## BEGIN Record extracts
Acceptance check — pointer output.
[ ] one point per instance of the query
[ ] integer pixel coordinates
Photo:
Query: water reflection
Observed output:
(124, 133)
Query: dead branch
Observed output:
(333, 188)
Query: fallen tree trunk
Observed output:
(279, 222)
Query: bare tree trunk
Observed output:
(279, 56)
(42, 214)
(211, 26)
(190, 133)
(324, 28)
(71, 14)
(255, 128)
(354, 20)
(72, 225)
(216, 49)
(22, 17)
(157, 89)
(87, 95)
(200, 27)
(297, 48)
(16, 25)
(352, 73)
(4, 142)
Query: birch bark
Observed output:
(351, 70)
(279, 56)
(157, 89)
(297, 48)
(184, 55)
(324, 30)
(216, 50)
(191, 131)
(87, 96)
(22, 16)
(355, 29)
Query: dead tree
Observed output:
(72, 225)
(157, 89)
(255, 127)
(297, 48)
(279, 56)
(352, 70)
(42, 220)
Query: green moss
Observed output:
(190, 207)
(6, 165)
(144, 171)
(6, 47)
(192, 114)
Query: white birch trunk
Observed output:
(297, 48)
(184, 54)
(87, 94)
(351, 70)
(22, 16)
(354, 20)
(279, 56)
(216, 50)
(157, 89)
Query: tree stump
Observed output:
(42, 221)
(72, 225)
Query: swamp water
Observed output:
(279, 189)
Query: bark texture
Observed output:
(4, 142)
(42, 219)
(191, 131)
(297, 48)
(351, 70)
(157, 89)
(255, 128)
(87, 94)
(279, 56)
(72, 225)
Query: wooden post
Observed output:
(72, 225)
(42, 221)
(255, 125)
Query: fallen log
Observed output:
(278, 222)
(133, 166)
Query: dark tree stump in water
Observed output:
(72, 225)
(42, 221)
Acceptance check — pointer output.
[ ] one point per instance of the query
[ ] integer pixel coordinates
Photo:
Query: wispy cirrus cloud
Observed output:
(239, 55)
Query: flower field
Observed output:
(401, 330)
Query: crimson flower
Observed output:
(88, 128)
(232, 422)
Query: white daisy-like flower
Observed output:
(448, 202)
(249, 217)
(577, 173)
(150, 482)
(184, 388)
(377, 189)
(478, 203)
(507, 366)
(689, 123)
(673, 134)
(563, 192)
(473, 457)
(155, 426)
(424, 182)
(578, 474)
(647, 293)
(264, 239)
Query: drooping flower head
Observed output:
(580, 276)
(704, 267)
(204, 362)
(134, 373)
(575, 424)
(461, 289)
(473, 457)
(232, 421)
## END Record extracts
Stated goal »
Can you copy the records word for word, starting at the line that contains "Query: bark texture" and continuing through the final line of the records?

Task response »
Query: bark texture
Observed output:
(4, 142)
(42, 219)
(191, 131)
(297, 48)
(351, 70)
(157, 89)
(255, 128)
(87, 94)
(279, 56)
(72, 225)
Query: wooden post
Observed output:
(72, 225)
(42, 221)
(255, 125)
Query: fallen log
Observed output:
(278, 222)
(133, 166)
Query: dark tree stump in water
Observed output:
(72, 225)
(42, 221)
Acceptance check — pointer output.
[ ] one point per instance of the query
[ ] integer pixel coordinates
Photo:
Query: wispy cirrus cloud
Observed output:
(239, 55)
Query: flower field
Observed output:
(401, 330)
Query: crimson flower
Observed output:
(88, 128)
(232, 422)
Query: white daisy-like flower
Observed output:
(448, 202)
(249, 217)
(577, 173)
(150, 482)
(184, 388)
(377, 189)
(478, 203)
(507, 366)
(689, 123)
(673, 134)
(563, 192)
(473, 457)
(155, 426)
(424, 182)
(578, 474)
(647, 293)
(264, 239)
Query: drooping flower head
Observed output:
(580, 276)
(704, 267)
(204, 362)
(134, 373)
(575, 424)
(461, 289)
(473, 457)
(232, 421)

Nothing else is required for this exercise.